◆ Exercise requirements: Copy out, exactly, the first line of the entries below and every line after it through the one containing "Mark the region of the thin tree trunk.".

Stored data entries
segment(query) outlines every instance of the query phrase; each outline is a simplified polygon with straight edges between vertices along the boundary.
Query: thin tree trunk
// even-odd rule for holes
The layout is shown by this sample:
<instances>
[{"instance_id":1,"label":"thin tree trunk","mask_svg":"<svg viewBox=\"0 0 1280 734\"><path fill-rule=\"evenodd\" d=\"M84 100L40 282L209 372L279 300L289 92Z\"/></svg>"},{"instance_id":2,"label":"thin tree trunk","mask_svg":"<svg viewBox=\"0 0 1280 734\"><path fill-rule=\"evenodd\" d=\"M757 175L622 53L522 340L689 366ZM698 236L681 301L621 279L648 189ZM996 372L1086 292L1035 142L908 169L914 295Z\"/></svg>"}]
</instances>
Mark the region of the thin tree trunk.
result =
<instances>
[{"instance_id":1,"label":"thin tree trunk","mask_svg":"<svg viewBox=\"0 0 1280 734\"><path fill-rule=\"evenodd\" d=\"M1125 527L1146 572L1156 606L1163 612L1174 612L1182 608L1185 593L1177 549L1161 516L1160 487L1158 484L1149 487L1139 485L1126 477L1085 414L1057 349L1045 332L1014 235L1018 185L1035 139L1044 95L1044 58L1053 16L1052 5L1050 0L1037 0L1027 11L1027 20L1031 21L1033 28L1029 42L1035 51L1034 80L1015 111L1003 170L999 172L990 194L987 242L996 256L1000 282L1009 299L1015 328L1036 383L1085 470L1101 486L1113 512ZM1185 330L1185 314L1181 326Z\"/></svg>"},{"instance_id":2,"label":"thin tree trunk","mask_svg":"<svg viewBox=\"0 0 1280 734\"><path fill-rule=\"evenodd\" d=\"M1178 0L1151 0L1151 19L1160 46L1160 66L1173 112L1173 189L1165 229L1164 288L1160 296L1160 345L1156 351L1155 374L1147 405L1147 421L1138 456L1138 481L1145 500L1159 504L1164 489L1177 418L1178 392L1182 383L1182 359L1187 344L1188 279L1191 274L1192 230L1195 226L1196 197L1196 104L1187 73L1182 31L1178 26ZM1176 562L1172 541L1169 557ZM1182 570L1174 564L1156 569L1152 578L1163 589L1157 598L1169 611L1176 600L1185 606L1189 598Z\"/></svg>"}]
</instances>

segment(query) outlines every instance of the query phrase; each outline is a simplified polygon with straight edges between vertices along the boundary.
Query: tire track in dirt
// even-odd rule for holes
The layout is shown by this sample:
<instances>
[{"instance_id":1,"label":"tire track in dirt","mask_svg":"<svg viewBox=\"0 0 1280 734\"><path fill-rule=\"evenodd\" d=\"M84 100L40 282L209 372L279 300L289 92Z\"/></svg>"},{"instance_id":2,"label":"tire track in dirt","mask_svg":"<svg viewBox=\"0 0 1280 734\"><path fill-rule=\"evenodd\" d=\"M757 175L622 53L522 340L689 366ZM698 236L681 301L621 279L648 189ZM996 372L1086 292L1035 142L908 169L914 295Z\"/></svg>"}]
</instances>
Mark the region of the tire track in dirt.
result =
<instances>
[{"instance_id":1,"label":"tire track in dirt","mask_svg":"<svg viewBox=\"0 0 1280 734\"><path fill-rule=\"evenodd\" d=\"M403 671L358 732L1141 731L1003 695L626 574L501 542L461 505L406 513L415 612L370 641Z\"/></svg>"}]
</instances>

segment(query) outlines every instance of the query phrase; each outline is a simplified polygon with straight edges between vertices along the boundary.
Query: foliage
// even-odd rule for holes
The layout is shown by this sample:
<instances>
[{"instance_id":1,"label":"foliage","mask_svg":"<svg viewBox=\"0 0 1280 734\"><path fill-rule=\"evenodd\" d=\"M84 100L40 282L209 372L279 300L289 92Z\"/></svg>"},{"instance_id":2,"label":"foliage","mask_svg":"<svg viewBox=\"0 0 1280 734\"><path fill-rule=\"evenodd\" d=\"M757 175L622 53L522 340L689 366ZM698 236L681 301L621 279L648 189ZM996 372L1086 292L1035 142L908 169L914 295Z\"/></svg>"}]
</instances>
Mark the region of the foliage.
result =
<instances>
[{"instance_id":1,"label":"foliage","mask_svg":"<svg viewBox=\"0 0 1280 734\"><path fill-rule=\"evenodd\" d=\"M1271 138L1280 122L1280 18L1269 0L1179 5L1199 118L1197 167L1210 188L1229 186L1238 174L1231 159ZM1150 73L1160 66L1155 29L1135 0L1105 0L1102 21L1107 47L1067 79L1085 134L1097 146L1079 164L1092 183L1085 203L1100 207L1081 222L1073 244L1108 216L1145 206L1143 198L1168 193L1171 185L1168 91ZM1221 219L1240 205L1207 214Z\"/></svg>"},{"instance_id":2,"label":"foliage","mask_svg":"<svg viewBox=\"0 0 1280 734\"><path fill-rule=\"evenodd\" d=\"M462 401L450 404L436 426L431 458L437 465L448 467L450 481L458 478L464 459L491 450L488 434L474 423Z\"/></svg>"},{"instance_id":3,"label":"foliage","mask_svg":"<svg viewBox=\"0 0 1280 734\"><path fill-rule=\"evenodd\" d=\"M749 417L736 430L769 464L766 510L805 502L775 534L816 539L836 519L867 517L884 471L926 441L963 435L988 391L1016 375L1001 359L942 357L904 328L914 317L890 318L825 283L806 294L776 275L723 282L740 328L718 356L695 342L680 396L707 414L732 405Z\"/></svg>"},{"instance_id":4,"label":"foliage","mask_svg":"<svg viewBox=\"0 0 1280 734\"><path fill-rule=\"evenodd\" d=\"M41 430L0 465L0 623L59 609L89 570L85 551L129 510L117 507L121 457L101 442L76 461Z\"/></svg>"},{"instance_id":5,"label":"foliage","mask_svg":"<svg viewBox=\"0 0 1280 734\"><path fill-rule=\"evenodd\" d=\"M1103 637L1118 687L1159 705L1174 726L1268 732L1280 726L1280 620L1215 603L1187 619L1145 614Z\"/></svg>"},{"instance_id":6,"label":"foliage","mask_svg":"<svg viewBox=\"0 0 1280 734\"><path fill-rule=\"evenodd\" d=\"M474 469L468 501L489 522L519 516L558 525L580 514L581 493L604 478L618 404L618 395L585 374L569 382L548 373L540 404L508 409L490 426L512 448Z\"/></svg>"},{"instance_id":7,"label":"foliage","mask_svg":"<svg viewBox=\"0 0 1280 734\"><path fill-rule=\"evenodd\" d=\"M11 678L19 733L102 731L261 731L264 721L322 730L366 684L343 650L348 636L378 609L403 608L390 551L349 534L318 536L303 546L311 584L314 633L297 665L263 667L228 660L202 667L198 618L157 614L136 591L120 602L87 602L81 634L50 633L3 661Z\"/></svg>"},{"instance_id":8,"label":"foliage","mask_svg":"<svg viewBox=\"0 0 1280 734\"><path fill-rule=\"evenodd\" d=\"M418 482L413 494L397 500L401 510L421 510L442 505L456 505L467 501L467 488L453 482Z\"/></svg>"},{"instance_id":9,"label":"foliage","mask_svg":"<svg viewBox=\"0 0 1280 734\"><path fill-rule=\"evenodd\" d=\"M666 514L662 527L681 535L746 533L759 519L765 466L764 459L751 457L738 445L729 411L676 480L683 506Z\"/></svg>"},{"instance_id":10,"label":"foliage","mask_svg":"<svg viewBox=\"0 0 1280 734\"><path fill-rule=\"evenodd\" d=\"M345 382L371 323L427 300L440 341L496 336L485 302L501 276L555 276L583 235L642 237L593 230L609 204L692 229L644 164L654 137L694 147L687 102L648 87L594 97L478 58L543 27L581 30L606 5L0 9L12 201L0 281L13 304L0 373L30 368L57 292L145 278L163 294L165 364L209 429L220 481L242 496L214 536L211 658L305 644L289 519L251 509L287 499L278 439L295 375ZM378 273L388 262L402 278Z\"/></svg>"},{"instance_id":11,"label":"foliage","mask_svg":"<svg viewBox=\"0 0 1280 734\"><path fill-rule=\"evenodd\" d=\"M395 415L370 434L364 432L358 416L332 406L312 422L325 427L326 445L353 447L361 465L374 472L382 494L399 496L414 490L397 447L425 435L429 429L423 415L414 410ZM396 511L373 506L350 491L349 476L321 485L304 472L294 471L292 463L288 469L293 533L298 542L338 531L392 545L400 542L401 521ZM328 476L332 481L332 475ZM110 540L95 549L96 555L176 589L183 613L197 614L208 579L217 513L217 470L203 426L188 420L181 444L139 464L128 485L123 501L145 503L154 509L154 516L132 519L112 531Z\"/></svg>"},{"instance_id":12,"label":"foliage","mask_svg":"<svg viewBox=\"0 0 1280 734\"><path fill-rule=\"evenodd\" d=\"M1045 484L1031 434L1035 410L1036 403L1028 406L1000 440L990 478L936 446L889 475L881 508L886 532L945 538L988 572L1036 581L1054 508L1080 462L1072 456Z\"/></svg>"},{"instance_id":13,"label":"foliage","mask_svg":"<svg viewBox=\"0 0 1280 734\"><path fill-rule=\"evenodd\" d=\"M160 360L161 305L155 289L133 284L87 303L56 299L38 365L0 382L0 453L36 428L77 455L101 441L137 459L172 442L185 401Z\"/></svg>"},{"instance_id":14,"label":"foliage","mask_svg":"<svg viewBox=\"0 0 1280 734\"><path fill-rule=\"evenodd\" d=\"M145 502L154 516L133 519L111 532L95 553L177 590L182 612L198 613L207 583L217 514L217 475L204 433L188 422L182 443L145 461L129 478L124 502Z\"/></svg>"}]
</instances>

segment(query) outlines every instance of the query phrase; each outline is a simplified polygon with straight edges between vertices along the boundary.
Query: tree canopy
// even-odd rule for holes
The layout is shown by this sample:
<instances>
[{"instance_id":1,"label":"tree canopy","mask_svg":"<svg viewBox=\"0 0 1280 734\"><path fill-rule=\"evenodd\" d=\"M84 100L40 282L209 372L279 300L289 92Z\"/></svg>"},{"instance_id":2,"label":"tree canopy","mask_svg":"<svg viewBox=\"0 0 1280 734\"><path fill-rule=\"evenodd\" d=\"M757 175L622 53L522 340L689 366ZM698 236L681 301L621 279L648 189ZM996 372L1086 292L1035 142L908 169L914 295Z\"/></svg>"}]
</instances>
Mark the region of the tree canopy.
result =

◆ Result of the task:
segment(query) outlines every instance of the query phrase; each outline is a simplified polygon with straight edges between vertices along the boundary.
Query: thin tree trunk
// even-odd rule for holes
The layout is shown by this sample:
<instances>
[{"instance_id":1,"label":"thin tree trunk","mask_svg":"<svg viewBox=\"0 0 1280 734\"><path fill-rule=\"evenodd\" d=\"M84 100L40 282L209 372L279 300L289 92Z\"/></svg>"},{"instance_id":2,"label":"thin tree trunk","mask_svg":"<svg viewBox=\"0 0 1280 734\"><path fill-rule=\"evenodd\" d=\"M757 175L622 53L522 340L689 366ZM698 236L681 301L621 279L648 189ZM996 372L1086 292L1035 142L908 169L914 295Z\"/></svg>"}]
</instances>
Mark the region of the thin tree trunk.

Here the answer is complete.